ОБЯЗАТЕЛЬНЫЕ ЗАДАНИЯ |
- A) Объясните на основе фрагмента о Пушкине, почему автор считает высказывание современника о выборе между женщиной и Музой более точным и справедливым. Ответ должен занимать от одного до трёх предложений.
- B) Верните без изменений отрывок фрагмента о Пушкине от слов «Думается, что гораздо» до слов «из пушкинского бытия.».

ТЕКСТОВЫЙ БЛОК |
┄┄┄┄┄┄
Думается, что гораздо точнее и справедливее, «диалектичнее» высказался по данному поводу наш современник, глубокий знаток Пушкина: «Когда приходилось выбирать между женщиной и Музой — он выбирал Музу»[1021]. При такой формуле пальма первенства принадлежит опять-таки Музе, однако любовь к реальной женщине никоим образом не исторгается из пушкинского бытия.
«Утаённая любовь» Пушкина — это драма в рамках любовного треугольника (Муза — поэт — Мария). Тут разрешительной, подходящей всем теоремы Жизнь не предусмотрела.
Княгиня же Волконская настаивала, что поэт был попросту лишен дара простой человеческой любви.
Но в мемуарах Марии Николаевны есть и другие нюансы, которые биографу желательно уловить. Так, она на всю жизнь запомнила, что Александр Пушкин в Гурзуфе «особенно любезничал» с Екатериной Раевской (Орловой). Да и приговор ревнивой «старухи» («В сущности, он любил лишь свою Музу…») не только суров, но и преисполнен горечи.
┄┄┄┄┄┄
[Записи набора данных]

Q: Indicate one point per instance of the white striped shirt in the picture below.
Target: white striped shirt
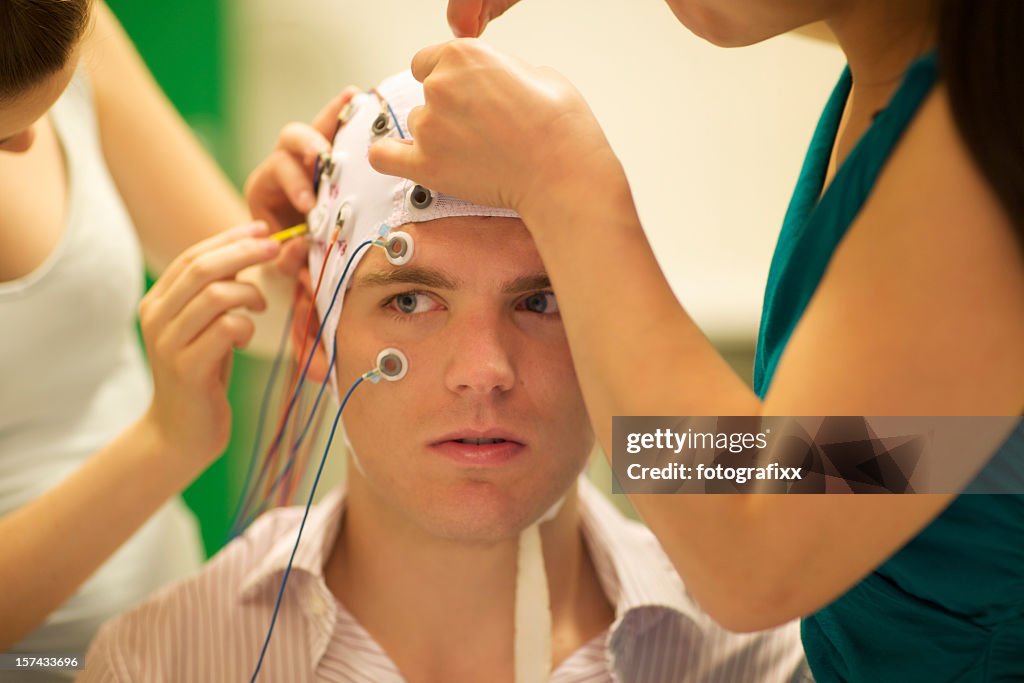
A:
(212, 626)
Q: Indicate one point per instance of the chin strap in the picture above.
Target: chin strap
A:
(532, 605)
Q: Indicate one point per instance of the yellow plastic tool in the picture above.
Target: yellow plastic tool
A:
(289, 232)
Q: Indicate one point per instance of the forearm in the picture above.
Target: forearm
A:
(635, 348)
(53, 544)
(637, 352)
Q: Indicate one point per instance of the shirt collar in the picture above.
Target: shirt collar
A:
(317, 538)
(635, 572)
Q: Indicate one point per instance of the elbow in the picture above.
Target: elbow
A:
(750, 602)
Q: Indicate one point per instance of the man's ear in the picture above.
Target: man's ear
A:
(305, 325)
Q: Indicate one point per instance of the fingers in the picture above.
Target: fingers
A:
(294, 177)
(198, 269)
(468, 18)
(464, 17)
(397, 158)
(426, 60)
(207, 356)
(214, 301)
(172, 271)
(292, 257)
(326, 120)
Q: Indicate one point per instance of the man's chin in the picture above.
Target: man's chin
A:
(482, 517)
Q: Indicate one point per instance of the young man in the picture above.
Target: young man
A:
(411, 572)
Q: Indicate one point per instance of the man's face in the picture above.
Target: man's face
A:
(488, 359)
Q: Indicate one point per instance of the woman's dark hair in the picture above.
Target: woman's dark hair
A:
(36, 39)
(981, 55)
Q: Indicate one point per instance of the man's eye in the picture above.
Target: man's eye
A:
(411, 302)
(540, 302)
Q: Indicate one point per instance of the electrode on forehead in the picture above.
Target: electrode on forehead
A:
(420, 197)
(392, 364)
(398, 248)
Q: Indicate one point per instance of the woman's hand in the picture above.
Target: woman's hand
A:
(495, 130)
(469, 17)
(280, 190)
(190, 329)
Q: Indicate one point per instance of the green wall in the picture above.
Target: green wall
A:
(183, 45)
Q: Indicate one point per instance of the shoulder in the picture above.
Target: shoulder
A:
(195, 614)
(658, 622)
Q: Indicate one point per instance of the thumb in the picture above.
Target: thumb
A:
(397, 158)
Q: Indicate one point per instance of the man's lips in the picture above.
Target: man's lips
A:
(479, 447)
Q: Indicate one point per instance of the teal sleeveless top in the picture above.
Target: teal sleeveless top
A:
(948, 605)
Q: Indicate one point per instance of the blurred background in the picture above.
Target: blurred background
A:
(712, 139)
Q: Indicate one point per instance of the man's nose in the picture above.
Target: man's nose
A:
(480, 359)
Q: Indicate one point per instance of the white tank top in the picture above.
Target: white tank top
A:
(73, 376)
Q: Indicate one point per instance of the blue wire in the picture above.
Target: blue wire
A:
(305, 514)
(260, 423)
(294, 452)
(397, 126)
(305, 370)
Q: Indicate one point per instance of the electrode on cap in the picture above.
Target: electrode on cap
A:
(420, 197)
(398, 248)
(344, 216)
(392, 364)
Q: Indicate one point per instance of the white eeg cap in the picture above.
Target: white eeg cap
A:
(365, 203)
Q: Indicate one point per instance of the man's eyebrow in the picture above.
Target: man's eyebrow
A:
(531, 283)
(409, 274)
(425, 276)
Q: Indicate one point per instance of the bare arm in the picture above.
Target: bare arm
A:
(175, 193)
(54, 543)
(889, 332)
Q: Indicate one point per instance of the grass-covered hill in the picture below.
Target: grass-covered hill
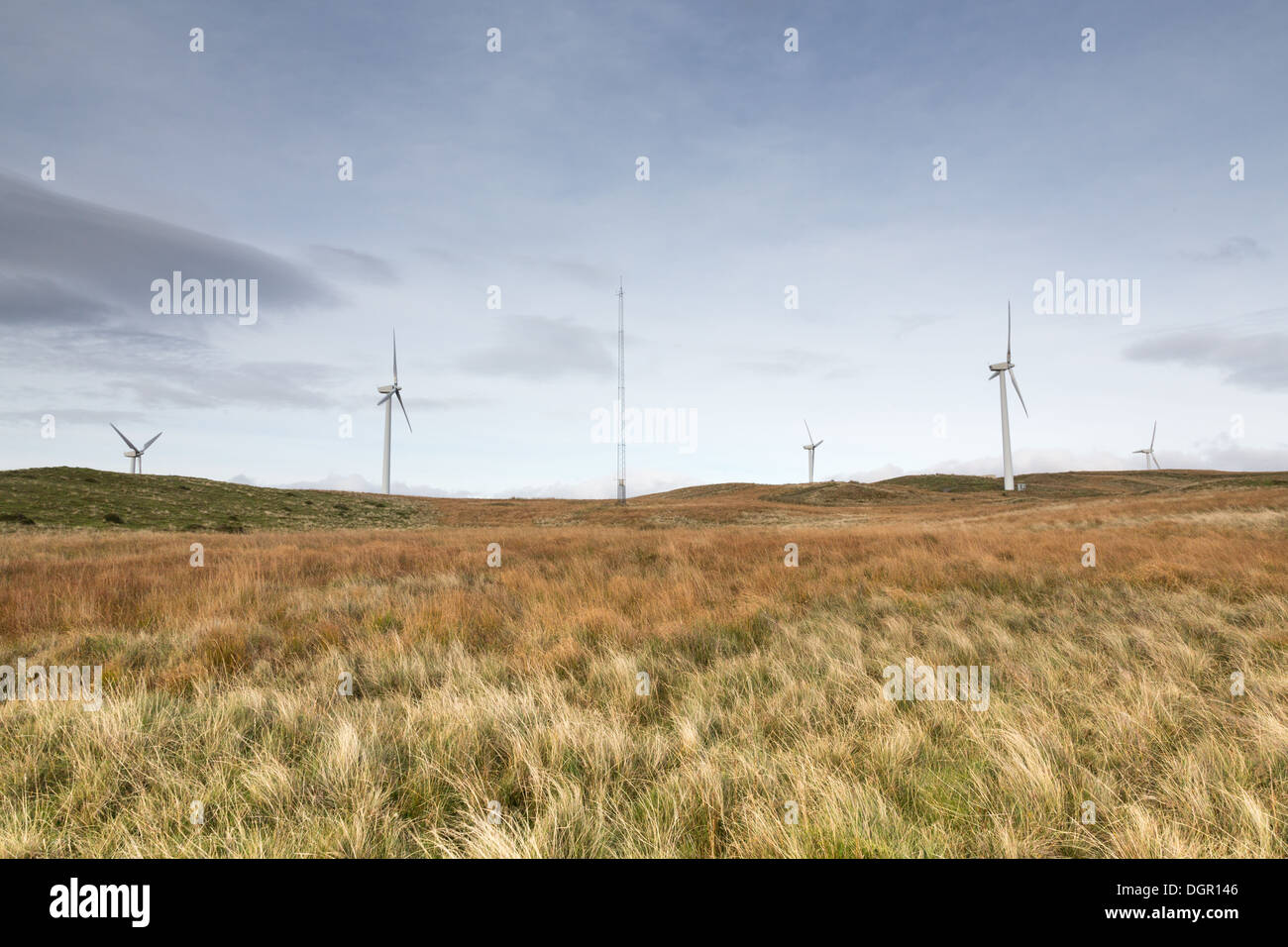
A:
(78, 497)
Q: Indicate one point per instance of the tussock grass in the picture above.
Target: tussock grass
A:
(516, 684)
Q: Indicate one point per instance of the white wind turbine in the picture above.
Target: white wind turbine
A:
(810, 447)
(390, 392)
(136, 454)
(1149, 451)
(1000, 371)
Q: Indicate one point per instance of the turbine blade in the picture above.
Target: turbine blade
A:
(1009, 333)
(1017, 384)
(123, 437)
(404, 408)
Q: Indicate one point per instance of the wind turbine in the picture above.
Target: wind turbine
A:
(390, 392)
(1149, 451)
(1000, 371)
(810, 447)
(136, 454)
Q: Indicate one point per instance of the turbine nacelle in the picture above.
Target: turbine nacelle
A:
(134, 454)
(390, 392)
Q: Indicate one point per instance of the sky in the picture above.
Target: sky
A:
(519, 170)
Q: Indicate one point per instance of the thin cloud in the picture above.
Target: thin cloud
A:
(1253, 361)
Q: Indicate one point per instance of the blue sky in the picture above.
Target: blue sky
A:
(516, 169)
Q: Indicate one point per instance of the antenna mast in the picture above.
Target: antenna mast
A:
(621, 394)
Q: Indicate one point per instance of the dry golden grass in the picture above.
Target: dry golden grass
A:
(518, 684)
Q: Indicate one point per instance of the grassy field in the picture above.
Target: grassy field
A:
(496, 710)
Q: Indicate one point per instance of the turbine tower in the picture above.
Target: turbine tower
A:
┄┄┄┄┄┄
ПИСЬМЕННЫЕ ОТВЕТЫ |
- A) При такой формуле первенство по-прежнему принадлежит Музе, однако любовь к реальной женщине не исторгается из пушкинского бытия.

- B)
Думается, что гораздо точнее и справедливее, «диалектичнее» высказался по данному поводу наш современник, глубокий знаток Пушкина: «Когда приходилось выбирать между женщиной и Музой — он выбирал Музу»[1021]. При такой формуле пальма первенства принадлежит опять-таки Музе, однако любовь к реальной женщине никоим образом не исторгается из пушкинского бытия.